───── MATERIAL FOR THIS TASK
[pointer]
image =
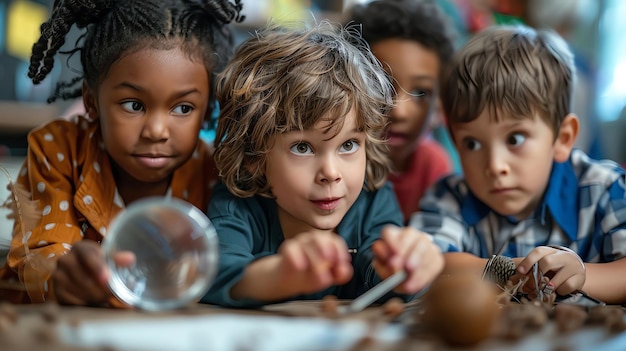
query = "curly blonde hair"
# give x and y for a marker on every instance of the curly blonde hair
(515, 70)
(286, 79)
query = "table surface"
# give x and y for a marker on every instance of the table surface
(291, 327)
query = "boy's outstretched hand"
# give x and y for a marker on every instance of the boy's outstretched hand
(411, 250)
(564, 267)
(315, 261)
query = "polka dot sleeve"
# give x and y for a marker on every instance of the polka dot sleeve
(49, 174)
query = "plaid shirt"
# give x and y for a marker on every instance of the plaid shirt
(584, 208)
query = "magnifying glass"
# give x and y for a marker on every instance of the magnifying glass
(162, 253)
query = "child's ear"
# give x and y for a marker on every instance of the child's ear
(565, 139)
(89, 99)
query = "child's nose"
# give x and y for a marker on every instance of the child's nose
(497, 163)
(329, 170)
(156, 126)
(402, 107)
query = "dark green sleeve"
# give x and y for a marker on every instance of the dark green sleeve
(240, 224)
(362, 226)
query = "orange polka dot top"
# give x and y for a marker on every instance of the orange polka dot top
(69, 175)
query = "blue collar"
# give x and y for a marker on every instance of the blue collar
(560, 198)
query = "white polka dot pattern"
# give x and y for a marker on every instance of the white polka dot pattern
(64, 205)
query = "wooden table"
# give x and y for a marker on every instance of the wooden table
(290, 327)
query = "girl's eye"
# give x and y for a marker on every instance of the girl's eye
(472, 144)
(516, 139)
(183, 109)
(419, 94)
(301, 149)
(349, 147)
(132, 106)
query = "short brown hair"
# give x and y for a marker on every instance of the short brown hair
(512, 70)
(288, 79)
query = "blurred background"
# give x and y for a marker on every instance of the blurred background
(594, 29)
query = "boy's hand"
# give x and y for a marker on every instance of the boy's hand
(315, 261)
(564, 267)
(81, 275)
(411, 250)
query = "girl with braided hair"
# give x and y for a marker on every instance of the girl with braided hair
(147, 85)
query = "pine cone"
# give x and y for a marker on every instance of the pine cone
(499, 269)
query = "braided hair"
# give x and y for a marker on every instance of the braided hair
(114, 27)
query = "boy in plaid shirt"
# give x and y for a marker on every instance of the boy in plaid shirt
(526, 193)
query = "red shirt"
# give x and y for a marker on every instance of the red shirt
(428, 163)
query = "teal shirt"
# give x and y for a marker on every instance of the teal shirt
(248, 229)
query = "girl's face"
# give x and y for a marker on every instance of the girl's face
(151, 105)
(316, 179)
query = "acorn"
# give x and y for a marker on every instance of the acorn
(461, 309)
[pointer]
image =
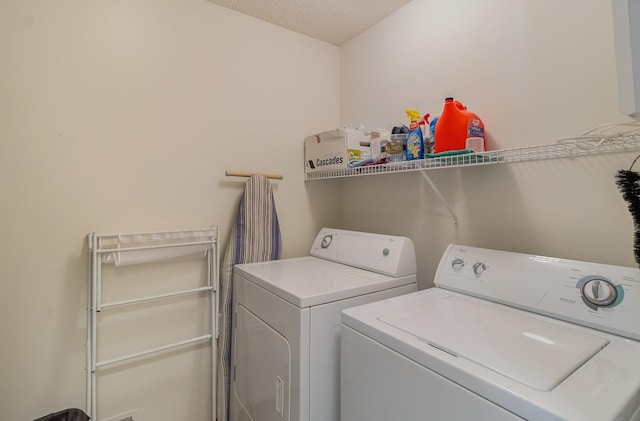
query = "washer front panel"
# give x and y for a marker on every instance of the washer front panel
(604, 297)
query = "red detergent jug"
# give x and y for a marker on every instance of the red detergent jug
(455, 126)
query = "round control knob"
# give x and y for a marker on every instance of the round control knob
(478, 268)
(600, 292)
(457, 264)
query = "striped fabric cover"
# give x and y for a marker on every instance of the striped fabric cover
(255, 237)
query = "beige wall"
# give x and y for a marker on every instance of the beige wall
(535, 71)
(122, 116)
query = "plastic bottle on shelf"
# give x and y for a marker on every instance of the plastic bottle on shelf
(415, 141)
(458, 129)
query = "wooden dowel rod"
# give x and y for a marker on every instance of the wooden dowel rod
(249, 174)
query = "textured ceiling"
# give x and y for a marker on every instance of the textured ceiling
(332, 21)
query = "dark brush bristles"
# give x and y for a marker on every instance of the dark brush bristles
(629, 184)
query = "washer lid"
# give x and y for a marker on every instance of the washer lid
(309, 281)
(527, 349)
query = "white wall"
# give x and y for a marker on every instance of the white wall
(122, 116)
(535, 71)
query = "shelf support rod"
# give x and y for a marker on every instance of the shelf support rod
(437, 192)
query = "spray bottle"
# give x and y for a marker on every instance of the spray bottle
(415, 142)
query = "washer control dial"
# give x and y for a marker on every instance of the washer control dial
(598, 292)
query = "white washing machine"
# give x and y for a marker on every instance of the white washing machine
(502, 336)
(286, 335)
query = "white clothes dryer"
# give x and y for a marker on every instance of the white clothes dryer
(501, 336)
(286, 335)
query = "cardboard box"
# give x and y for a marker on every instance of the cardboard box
(335, 149)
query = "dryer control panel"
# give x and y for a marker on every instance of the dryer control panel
(600, 296)
(386, 254)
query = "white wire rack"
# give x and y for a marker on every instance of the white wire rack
(148, 247)
(598, 141)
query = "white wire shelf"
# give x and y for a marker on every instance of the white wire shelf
(590, 144)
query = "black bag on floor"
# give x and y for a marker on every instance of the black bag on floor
(72, 414)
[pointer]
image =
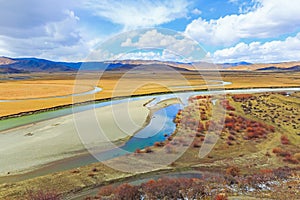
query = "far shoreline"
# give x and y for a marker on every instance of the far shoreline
(21, 114)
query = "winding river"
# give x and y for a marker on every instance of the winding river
(143, 138)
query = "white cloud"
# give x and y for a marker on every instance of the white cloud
(256, 52)
(172, 41)
(196, 11)
(144, 13)
(59, 40)
(266, 19)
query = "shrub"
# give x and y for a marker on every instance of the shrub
(138, 151)
(297, 156)
(43, 195)
(221, 196)
(148, 150)
(233, 171)
(284, 140)
(291, 159)
(127, 191)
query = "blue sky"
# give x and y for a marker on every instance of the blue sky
(227, 30)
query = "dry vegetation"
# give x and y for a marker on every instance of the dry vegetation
(118, 84)
(259, 144)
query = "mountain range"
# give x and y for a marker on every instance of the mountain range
(28, 65)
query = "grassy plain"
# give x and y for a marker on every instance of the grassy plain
(116, 84)
(249, 156)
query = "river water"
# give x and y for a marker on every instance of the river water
(145, 137)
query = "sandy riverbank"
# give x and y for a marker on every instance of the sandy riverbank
(28, 147)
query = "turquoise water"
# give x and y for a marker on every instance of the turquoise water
(145, 137)
(153, 132)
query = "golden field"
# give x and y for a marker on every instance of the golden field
(41, 85)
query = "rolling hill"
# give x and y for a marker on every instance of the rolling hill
(28, 65)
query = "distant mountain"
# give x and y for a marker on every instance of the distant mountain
(272, 68)
(40, 65)
(284, 66)
(226, 65)
(27, 65)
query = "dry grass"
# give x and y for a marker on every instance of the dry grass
(120, 84)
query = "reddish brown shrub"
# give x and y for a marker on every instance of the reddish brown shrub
(138, 151)
(284, 140)
(233, 171)
(221, 196)
(277, 150)
(127, 191)
(42, 195)
(148, 150)
(291, 159)
(297, 156)
(159, 144)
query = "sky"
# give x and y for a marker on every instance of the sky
(257, 31)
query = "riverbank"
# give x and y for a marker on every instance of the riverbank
(43, 142)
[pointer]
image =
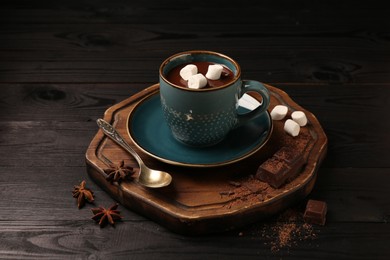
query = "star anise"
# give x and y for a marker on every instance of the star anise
(119, 172)
(102, 215)
(82, 194)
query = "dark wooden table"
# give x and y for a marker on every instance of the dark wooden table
(63, 63)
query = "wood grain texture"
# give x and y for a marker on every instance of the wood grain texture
(63, 63)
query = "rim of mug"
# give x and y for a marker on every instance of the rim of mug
(194, 52)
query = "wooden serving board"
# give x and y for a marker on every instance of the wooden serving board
(208, 200)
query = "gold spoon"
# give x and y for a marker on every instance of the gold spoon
(147, 177)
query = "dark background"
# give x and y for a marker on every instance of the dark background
(63, 63)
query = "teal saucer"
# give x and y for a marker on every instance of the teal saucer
(148, 130)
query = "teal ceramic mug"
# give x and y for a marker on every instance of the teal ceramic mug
(204, 117)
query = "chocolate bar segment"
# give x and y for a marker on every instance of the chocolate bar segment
(282, 167)
(315, 212)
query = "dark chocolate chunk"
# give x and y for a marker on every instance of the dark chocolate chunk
(315, 212)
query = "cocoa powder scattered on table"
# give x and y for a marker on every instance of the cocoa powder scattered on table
(288, 230)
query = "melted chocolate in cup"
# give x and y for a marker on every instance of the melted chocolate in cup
(174, 77)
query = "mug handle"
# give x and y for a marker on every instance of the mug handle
(255, 86)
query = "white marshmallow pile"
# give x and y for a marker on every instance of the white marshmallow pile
(279, 112)
(188, 71)
(197, 80)
(214, 71)
(291, 126)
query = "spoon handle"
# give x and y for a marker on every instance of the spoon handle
(110, 131)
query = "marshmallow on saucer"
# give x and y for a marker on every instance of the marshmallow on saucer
(279, 112)
(187, 71)
(292, 127)
(214, 71)
(299, 117)
(197, 81)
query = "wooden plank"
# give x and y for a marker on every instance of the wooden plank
(80, 53)
(30, 191)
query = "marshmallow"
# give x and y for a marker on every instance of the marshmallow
(214, 71)
(299, 117)
(292, 127)
(188, 71)
(248, 102)
(279, 112)
(197, 81)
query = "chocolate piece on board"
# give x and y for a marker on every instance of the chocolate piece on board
(283, 166)
(315, 212)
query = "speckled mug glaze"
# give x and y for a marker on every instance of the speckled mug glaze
(203, 117)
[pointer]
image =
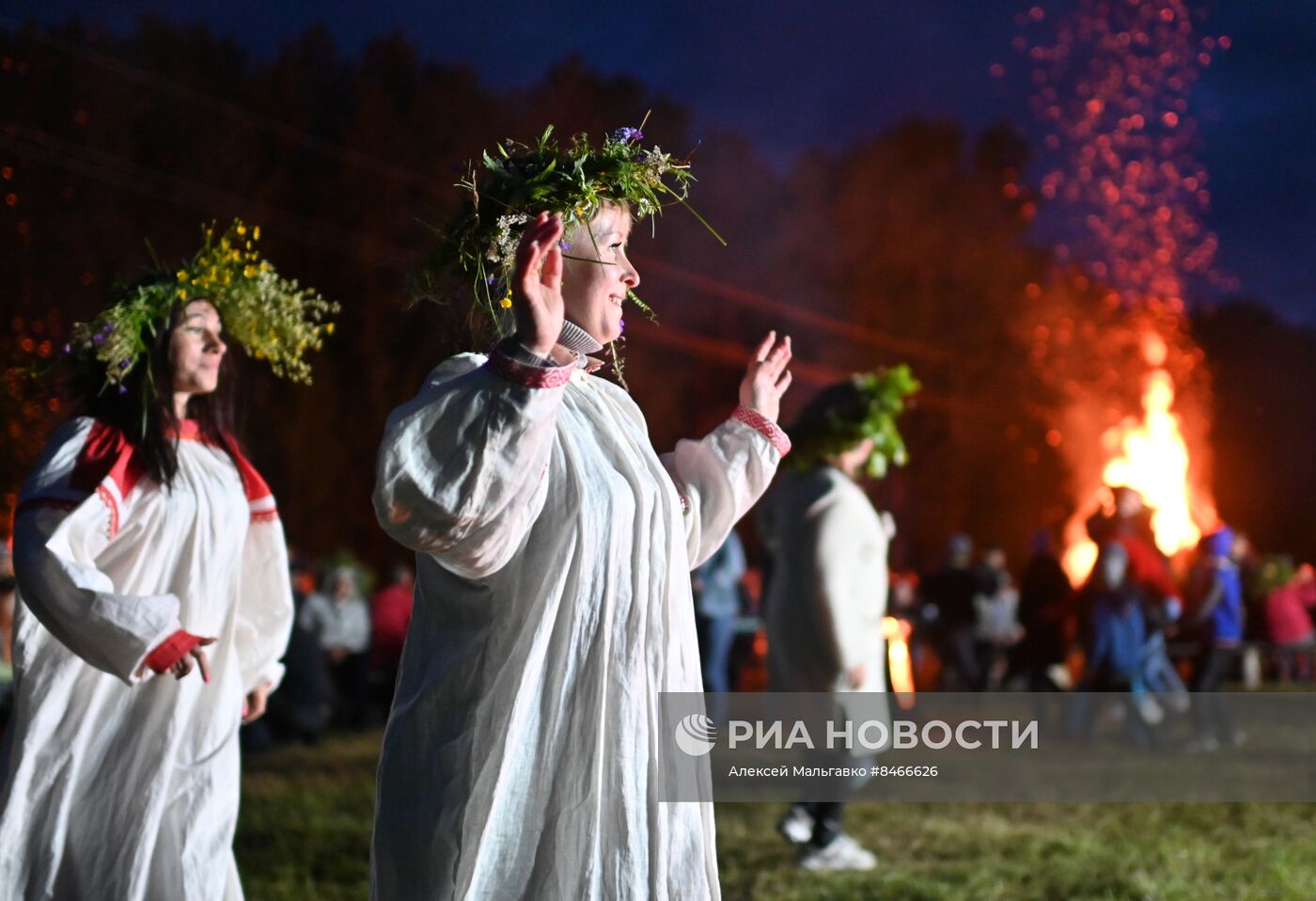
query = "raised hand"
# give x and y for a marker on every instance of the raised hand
(766, 377)
(537, 285)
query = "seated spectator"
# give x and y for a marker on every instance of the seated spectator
(390, 615)
(303, 706)
(1289, 618)
(339, 619)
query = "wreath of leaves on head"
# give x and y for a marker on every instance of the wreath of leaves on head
(878, 401)
(273, 318)
(520, 181)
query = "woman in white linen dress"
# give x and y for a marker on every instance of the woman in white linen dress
(553, 605)
(140, 555)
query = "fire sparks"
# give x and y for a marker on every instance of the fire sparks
(1111, 87)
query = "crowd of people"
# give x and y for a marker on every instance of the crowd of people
(1140, 622)
(342, 654)
(553, 592)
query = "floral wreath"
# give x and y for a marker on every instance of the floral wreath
(522, 181)
(275, 319)
(881, 400)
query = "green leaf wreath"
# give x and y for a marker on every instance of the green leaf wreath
(520, 181)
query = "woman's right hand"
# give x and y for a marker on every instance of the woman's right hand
(194, 657)
(537, 286)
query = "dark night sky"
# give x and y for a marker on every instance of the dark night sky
(798, 75)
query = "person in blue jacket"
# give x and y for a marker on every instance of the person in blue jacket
(1219, 625)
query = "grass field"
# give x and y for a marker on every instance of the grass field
(305, 834)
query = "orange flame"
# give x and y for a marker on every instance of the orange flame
(1151, 457)
(897, 632)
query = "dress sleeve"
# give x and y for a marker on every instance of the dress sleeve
(721, 476)
(68, 515)
(462, 467)
(265, 599)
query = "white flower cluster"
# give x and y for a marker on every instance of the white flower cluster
(503, 248)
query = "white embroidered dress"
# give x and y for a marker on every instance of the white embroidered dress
(553, 605)
(828, 589)
(118, 785)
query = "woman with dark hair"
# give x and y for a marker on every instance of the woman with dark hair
(553, 602)
(828, 591)
(147, 545)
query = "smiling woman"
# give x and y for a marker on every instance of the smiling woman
(553, 551)
(145, 546)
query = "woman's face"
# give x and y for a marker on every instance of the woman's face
(594, 292)
(196, 349)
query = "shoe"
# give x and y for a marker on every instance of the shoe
(796, 826)
(842, 852)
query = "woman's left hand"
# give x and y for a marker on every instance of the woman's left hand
(766, 377)
(254, 706)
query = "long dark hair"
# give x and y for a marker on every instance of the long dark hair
(142, 408)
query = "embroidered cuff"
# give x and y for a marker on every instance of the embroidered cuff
(171, 651)
(516, 364)
(765, 427)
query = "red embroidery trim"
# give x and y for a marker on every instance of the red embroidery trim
(525, 375)
(36, 503)
(112, 505)
(171, 650)
(765, 427)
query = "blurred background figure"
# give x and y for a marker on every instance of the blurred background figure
(1217, 622)
(390, 615)
(303, 706)
(1289, 595)
(1115, 637)
(996, 615)
(716, 585)
(1045, 606)
(338, 618)
(1149, 572)
(828, 591)
(950, 592)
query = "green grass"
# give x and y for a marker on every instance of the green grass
(305, 834)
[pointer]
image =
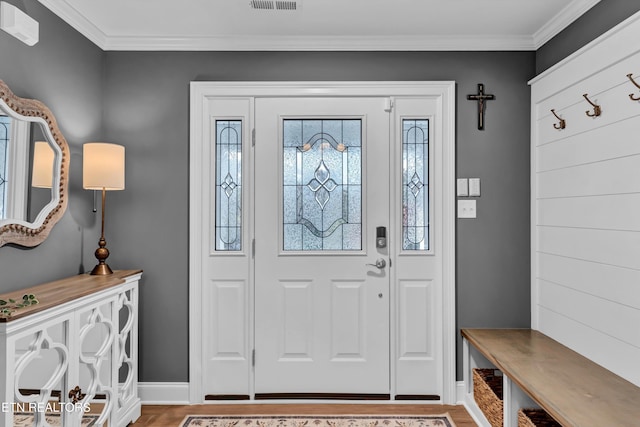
──────────
▸ **WHAT IS ASKED**: Pull out each line above that contains the string "polka", treating uppercase and lowercase as different.

▸ **RESULT OF THIS TASK**:
query = "polka dot sleeve"
# give x and y for a marker on every instance of the polka dot sleeve
query = "orange polka dot top"
# give x and y for a marker on every instance of the orange polka dot top
query = "white polka dot pattern"
# give x and y for a marker on every instance of the white polka dot pattern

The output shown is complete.